## Yapılacaklar
- A) Sayfaya göre Cumhuriyet gazetesi hangi manşetle çıktı?
- B) Cumhuriyet'in manşetiyle ilgili haberi kaldığı yerden devam ettirin.

Gündem

İşte Genel Yayın Yönetmeni ve Ankara Temsilcisi tutuklanan Cumhuriyet'in bugünkü manşeti

Cumhuriyet Genel Yayın Yönetmeni Can Dündar ve Ankara Temsilcisi Erdem Gül dün tutuklanarak Silivri Cezaevi'ne gönderildi

27 Kasım 2015 10:50

MİT TIR'larının içinde silah ve mühimmat olduğuna dair görüntüleri yayımladıkları gerekçesiyle dün 7. Sulh Ceza Hâkimi İsmail Yavuz'un kararıyla Genel Yayın Yönetmeni Can Dündar ve Ankara Temsilcisi Erdem Gül'ün tutuklandığı Cumhuriyet gazetesi, "Basının kara günü" manşetiyle çıktı.

Haberde, Cumhurbaşkanı Tayyip Erdoğan'ın "Öyle bırakman onu, bedelini ödeyecek" sözlerine atıf yapılarak, "Erdoğan buyurdu, gazetecilik tutuklandı" dendi.

Haberde, "Genel Yayın Yönetmenimiz Can Dündar ve Ankara Temsilcimiz Erdem Gül, Erdoğan’ın ‘Ne istediler de vermedik?’ dediği örgüte yardım etmek suçlamasıyla tutuklandı" ifadelerine yer verildi.

## Verilen malzeme
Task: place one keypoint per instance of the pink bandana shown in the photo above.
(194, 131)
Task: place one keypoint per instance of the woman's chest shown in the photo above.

## Sırayla çıktılar
- A) "Basının kara günü" manşetiyle çıktı.

- B)
Cumhuriyet'te yer alan haberin tam metni şöyle:

Adana’da 19 Ocak 2014’te durdurulan, Suriye’ye insani yardım taşıdığı iddia edilen MİT’e ait TIR’lardaki silah görüntülerinin gazetemizde yayımlanmasının ardından İstanbul Cumhuriyet Başsavcılığı’nın başlattığı soruşturma kapsamında gazetemiz Genel Yayın Yönetmeni Can Dündar ve gazetemiz Ankara Temsilcisi Erdem Gül, “örgüte üye olmadan bilerek ve isteyerek yardım etmek”, “siyasi ve askeri casusluk”, “gizli kalması gereken bilgileri açıklama” suçlarından tutuklandı. Karar açıklandıktan sonra mahkeme salonunda “Özgür basın susturulamaz” sloganları yankılandı. Can Dündar tutuklanma kararının ardından mahkeme salonunda “Benim ve Erdem’in tutuklanması şeref madalyasıdır” derken, Erdem Gül de “Tutuklandım, gazeteciliğe devam edeceğim” dedi.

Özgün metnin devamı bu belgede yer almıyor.